> **Object location annotation data**
^^^^^^^^^^^^^^^^

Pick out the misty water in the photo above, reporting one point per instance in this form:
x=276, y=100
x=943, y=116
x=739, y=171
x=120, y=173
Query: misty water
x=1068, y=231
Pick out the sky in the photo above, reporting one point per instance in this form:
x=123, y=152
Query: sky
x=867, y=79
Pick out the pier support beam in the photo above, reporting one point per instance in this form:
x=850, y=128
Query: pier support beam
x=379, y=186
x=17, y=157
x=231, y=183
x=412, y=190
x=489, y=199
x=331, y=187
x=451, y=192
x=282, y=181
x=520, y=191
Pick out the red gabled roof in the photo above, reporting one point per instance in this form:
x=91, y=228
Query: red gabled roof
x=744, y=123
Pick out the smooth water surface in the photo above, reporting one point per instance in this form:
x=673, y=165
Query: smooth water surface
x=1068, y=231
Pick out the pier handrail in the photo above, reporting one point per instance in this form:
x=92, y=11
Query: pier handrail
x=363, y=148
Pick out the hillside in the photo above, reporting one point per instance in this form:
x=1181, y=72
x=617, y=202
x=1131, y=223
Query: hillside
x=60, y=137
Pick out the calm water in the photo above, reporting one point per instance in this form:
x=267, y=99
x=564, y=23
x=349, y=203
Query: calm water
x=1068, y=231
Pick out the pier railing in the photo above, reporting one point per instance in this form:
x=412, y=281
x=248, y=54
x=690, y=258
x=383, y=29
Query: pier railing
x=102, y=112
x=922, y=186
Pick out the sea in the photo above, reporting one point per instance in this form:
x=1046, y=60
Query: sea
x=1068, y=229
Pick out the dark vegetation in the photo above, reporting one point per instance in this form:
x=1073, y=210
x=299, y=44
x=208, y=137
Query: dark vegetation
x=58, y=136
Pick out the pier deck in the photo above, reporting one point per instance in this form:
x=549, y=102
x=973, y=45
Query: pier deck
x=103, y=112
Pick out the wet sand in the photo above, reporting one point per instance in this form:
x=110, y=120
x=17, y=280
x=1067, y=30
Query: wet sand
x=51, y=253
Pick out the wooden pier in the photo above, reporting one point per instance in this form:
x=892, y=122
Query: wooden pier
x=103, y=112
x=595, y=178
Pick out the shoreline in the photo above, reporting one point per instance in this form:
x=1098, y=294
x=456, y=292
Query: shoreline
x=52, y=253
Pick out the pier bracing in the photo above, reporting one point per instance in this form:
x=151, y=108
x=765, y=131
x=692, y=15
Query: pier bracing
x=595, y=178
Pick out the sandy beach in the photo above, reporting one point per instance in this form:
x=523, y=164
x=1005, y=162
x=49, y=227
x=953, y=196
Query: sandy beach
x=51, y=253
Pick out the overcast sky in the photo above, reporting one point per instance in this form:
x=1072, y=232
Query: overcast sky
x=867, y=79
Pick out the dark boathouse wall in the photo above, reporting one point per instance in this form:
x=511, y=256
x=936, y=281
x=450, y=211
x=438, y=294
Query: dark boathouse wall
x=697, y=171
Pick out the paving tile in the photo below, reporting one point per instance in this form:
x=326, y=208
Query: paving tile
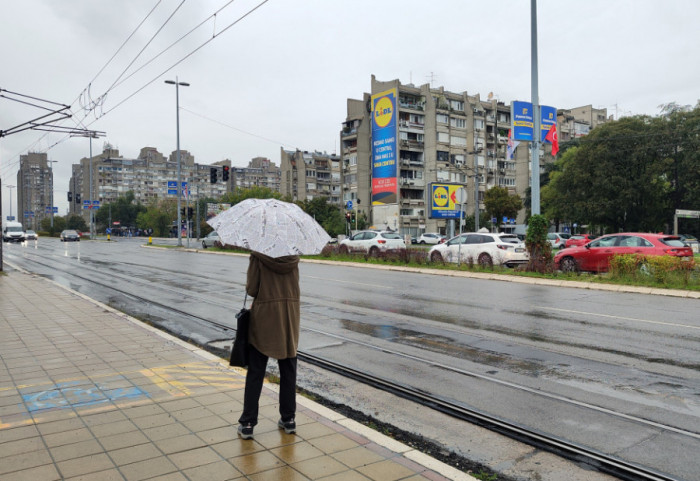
x=346, y=476
x=386, y=470
x=11, y=464
x=107, y=475
x=116, y=427
x=359, y=456
x=320, y=467
x=147, y=469
x=44, y=473
x=180, y=443
x=67, y=437
x=194, y=457
x=76, y=450
x=285, y=473
x=256, y=462
x=166, y=432
x=85, y=465
x=294, y=453
x=217, y=471
x=133, y=454
x=123, y=440
x=19, y=432
x=333, y=443
x=20, y=446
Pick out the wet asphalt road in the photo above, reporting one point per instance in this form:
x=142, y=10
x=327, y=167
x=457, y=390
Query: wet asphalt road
x=615, y=372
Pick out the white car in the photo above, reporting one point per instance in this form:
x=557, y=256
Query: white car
x=430, y=238
x=483, y=248
x=372, y=242
x=211, y=240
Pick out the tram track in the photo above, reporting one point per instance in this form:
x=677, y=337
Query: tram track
x=592, y=458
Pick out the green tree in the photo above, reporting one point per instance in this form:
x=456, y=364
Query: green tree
x=59, y=224
x=500, y=203
x=617, y=178
x=76, y=222
x=158, y=216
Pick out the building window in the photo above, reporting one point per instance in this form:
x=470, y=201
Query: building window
x=457, y=122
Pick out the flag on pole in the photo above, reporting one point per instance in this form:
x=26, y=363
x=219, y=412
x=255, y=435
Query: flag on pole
x=553, y=138
x=512, y=145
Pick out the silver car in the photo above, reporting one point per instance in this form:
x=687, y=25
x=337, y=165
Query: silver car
x=211, y=240
x=486, y=249
x=372, y=242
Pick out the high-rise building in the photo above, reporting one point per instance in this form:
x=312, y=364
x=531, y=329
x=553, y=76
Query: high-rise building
x=439, y=137
x=150, y=176
x=309, y=175
x=34, y=189
x=261, y=172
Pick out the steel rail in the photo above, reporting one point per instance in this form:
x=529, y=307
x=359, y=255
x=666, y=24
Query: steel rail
x=593, y=459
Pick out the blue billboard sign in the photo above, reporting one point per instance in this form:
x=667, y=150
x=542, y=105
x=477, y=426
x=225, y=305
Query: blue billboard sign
x=384, y=152
x=523, y=120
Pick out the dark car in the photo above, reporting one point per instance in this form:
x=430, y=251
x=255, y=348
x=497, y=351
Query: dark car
x=70, y=236
x=595, y=256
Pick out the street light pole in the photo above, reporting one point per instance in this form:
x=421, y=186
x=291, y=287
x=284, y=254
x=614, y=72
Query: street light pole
x=50, y=162
x=177, y=84
x=10, y=187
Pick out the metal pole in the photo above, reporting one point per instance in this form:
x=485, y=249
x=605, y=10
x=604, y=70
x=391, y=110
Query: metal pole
x=90, y=206
x=179, y=172
x=536, y=134
x=10, y=187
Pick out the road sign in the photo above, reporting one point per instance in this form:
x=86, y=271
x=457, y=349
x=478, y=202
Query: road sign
x=688, y=214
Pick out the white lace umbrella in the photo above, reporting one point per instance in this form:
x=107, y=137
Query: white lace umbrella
x=271, y=227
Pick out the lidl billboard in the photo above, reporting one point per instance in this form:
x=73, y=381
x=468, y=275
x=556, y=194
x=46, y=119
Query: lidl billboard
x=444, y=203
x=384, y=152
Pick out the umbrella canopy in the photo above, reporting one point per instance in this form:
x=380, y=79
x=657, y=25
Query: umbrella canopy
x=271, y=227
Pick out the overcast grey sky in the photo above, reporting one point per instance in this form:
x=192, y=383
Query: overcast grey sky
x=282, y=74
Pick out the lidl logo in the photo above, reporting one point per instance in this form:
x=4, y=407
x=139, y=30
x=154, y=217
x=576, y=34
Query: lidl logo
x=383, y=111
x=440, y=196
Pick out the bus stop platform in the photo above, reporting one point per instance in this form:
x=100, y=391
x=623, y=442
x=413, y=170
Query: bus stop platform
x=89, y=393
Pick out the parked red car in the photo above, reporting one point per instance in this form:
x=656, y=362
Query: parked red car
x=579, y=240
x=595, y=256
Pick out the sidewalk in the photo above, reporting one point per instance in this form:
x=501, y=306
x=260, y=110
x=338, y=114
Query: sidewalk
x=88, y=393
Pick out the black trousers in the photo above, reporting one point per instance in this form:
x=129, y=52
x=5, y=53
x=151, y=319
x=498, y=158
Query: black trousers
x=257, y=365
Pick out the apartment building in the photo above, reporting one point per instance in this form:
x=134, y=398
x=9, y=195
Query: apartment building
x=261, y=172
x=34, y=189
x=308, y=175
x=151, y=176
x=441, y=137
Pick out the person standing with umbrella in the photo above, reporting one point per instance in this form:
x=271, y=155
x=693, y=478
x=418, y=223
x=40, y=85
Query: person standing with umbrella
x=277, y=233
x=274, y=332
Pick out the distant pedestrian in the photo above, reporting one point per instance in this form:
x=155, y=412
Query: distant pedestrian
x=274, y=332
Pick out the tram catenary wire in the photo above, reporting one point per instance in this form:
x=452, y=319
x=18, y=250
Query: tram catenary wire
x=594, y=459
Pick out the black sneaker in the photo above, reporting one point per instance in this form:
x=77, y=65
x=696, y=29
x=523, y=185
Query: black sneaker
x=245, y=431
x=290, y=427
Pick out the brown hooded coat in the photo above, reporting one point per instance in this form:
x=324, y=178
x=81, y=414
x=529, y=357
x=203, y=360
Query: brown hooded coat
x=274, y=320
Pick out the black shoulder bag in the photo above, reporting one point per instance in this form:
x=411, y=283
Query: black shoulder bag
x=240, y=349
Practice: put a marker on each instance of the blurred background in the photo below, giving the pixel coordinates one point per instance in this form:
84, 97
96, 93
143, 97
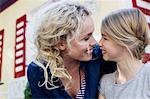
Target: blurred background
17, 36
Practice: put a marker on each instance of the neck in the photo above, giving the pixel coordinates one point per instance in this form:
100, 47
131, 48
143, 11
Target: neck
127, 70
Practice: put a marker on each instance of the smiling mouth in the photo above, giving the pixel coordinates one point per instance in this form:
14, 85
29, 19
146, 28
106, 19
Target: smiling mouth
103, 51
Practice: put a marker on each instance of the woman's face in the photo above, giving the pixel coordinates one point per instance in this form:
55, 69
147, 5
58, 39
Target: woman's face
110, 50
82, 46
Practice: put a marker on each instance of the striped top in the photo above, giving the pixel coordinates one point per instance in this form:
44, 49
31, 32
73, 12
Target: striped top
81, 92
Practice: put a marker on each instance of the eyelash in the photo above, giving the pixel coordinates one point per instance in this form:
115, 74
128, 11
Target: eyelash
86, 38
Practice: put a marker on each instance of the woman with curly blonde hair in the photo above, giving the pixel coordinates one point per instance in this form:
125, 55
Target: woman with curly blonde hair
68, 61
125, 34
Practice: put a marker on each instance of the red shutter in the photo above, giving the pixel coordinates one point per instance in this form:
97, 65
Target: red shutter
20, 52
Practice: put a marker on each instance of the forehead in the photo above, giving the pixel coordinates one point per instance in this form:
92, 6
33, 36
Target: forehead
88, 26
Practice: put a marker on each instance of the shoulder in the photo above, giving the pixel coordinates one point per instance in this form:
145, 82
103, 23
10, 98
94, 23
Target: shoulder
33, 67
146, 68
35, 72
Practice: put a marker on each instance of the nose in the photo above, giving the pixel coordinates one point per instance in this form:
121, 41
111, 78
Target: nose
100, 42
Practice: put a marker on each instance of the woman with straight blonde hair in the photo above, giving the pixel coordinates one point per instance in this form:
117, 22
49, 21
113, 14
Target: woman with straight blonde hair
68, 61
125, 34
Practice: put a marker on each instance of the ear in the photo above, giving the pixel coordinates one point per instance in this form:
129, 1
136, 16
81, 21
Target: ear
62, 45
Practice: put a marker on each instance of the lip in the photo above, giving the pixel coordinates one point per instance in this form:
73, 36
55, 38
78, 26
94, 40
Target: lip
103, 51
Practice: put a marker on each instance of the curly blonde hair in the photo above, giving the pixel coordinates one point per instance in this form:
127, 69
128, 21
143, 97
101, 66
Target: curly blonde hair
62, 21
128, 28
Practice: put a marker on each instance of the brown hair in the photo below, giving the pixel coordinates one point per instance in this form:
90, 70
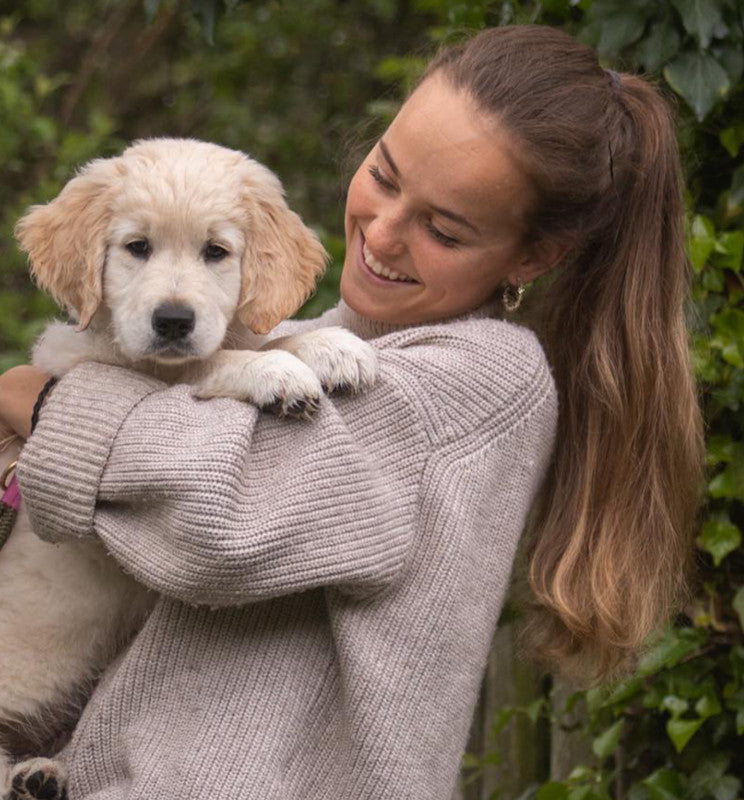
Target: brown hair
611, 537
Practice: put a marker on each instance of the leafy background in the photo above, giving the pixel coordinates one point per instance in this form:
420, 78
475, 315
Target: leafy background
302, 86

^^^^^^^^^^^^^^^^

> **Exercise instructions**
Update the part of the records that opens with the line containing "Pick out the pier support" and closes with the line containing "x=520, y=191": replace "pier support beam" with "pier piling" and keep everything else the same.

> **Exercise response**
Pick out the pier piling in the photo above, reporting one point per instance in this form:
x=850, y=128
Query: pier piling
x=379, y=186
x=17, y=157
x=231, y=183
x=412, y=190
x=489, y=199
x=331, y=187
x=451, y=192
x=282, y=181
x=520, y=191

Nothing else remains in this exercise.